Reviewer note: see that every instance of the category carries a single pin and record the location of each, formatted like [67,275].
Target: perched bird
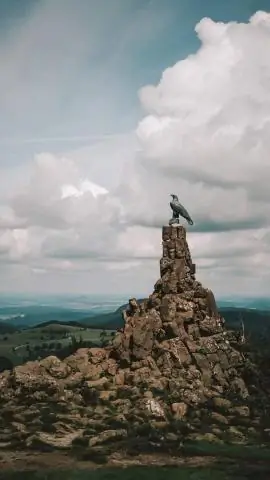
[178,209]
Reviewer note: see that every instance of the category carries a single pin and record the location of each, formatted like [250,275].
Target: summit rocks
[171,372]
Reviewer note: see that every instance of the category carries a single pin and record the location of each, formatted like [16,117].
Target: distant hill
[7,328]
[253,319]
[58,323]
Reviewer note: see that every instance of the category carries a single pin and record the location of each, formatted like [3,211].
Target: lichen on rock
[172,363]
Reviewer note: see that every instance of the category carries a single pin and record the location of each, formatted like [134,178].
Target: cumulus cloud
[205,136]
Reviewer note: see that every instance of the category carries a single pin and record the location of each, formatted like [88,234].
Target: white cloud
[205,136]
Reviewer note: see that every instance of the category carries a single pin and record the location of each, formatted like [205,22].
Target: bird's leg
[174,219]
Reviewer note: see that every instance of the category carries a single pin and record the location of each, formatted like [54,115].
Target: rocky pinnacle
[172,360]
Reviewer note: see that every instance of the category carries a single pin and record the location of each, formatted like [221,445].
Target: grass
[252,452]
[50,335]
[131,473]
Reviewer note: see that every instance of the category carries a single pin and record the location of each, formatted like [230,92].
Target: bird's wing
[179,208]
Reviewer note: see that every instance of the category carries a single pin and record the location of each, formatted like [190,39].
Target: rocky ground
[171,375]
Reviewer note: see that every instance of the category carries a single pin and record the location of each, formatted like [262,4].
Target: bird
[179,209]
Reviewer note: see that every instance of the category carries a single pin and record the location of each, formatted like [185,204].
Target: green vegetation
[48,339]
[196,461]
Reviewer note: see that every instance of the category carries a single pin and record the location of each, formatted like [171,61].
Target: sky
[107,107]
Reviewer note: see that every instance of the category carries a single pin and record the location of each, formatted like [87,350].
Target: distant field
[17,346]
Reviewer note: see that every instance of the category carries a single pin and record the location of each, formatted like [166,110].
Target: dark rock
[171,366]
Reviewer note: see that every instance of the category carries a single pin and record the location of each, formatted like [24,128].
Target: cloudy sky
[106,107]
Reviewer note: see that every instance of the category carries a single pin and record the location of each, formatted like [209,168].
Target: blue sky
[89,85]
[72,95]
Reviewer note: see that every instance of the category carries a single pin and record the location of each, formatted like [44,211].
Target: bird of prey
[178,210]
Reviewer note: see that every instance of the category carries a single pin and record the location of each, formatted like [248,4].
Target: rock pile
[170,373]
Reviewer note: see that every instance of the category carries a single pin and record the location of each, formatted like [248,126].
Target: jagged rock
[172,365]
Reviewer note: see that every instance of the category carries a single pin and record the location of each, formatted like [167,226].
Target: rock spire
[171,372]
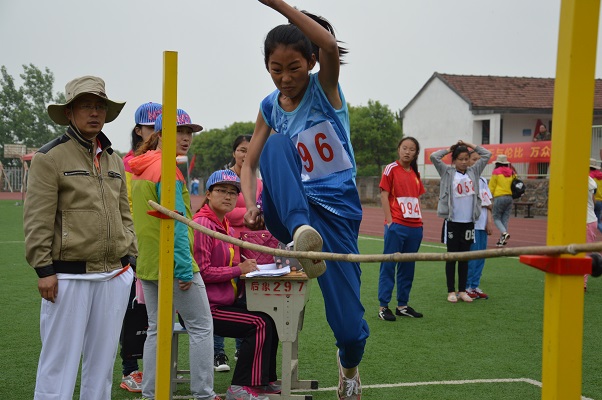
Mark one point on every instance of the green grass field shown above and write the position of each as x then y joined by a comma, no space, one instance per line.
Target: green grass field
490,349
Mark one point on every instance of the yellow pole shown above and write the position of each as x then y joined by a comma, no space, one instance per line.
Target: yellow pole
166,237
571,138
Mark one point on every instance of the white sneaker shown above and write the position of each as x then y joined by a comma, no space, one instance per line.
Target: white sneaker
349,389
307,238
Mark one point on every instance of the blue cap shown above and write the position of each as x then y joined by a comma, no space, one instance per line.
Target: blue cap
224,177
147,113
182,119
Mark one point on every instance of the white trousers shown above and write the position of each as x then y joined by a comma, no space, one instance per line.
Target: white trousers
85,319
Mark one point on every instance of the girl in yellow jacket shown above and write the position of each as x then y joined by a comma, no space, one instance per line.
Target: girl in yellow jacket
500,186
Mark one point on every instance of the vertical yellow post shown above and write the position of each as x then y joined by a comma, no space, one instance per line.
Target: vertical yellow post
571,143
166,236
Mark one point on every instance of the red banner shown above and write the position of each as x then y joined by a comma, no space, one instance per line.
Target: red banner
522,152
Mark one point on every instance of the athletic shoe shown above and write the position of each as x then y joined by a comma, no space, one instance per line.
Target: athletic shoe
236,392
386,314
272,388
307,238
132,382
349,389
481,294
464,297
220,362
408,312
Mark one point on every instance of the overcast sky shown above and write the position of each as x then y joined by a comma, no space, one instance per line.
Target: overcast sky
395,46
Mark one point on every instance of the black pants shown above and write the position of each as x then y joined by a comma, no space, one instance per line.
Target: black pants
256,363
458,236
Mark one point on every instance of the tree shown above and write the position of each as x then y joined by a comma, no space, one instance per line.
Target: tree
23,116
375,132
213,149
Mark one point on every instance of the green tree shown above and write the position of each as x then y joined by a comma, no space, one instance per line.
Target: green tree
375,132
213,148
23,116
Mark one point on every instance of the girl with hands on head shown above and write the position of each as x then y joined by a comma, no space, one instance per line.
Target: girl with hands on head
460,206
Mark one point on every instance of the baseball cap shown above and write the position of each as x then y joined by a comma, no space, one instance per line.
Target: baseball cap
78,87
182,119
224,177
147,113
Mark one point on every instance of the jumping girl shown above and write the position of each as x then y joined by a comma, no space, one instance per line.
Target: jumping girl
460,205
308,171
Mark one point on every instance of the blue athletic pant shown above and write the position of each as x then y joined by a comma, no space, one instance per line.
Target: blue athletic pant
475,267
285,208
398,239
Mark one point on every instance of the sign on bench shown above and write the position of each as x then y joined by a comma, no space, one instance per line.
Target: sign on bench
523,204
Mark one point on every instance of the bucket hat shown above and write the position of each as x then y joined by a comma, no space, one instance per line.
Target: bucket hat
225,177
182,119
80,86
502,159
147,114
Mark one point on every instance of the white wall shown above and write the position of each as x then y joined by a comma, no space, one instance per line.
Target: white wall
438,117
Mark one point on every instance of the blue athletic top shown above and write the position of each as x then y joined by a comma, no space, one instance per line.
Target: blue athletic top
328,172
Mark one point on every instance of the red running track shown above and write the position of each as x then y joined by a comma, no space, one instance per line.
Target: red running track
523,231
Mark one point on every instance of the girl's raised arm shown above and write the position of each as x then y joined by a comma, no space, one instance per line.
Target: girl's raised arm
248,174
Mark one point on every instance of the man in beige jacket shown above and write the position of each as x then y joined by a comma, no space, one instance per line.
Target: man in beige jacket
79,237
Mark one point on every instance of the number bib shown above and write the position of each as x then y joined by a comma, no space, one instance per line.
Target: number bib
321,152
463,187
410,207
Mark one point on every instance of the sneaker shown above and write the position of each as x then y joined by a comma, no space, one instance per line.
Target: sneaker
481,294
408,312
236,392
307,238
132,382
349,389
272,388
464,297
220,362
386,314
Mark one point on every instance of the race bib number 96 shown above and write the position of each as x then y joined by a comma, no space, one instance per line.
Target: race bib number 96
410,207
321,152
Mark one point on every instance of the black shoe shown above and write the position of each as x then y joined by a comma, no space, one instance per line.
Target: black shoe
386,315
220,362
408,312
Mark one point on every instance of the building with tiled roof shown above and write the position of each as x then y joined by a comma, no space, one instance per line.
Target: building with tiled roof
482,109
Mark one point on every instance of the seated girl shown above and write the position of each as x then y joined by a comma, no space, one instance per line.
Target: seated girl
255,370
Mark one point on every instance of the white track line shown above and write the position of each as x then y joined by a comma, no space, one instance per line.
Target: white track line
458,382
414,384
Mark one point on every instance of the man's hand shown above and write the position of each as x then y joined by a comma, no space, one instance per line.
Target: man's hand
48,287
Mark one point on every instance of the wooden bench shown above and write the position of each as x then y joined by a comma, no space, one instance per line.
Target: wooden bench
523,204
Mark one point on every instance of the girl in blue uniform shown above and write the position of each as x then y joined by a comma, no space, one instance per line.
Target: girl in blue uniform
308,172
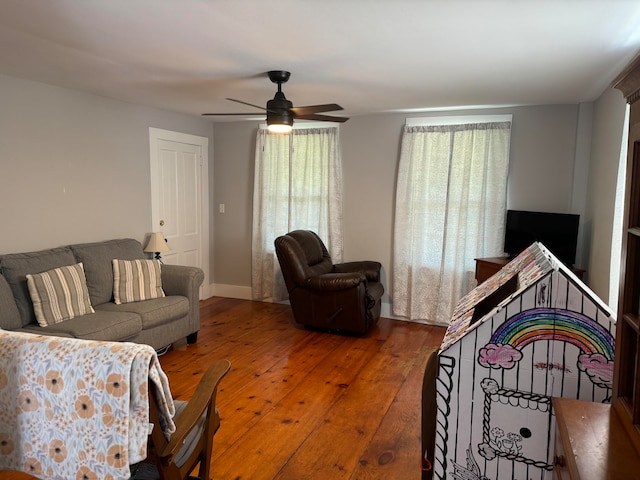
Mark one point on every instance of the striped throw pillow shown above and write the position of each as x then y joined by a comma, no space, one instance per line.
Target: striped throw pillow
59,294
136,280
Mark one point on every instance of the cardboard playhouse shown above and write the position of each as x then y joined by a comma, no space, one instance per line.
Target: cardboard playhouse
531,332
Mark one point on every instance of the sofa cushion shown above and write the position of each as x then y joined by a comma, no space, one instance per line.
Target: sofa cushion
9,314
97,257
59,294
153,313
102,326
136,280
16,266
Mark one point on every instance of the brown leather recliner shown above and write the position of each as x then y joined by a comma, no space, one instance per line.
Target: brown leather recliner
343,297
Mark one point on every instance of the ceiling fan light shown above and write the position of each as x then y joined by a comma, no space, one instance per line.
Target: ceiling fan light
280,122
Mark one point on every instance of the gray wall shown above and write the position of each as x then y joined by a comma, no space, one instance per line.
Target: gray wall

· · · · · · ·

**WORK TO BE COMPLETED:**
Once you have checked every line of the material above, return the ones that hold the string "gray".

**SOLUTION BELOW:**
Mark one point on every instance of the gray wall shown above and write the position of each as x then y joined by a comma, no space, one instance per line.
Target: gray wall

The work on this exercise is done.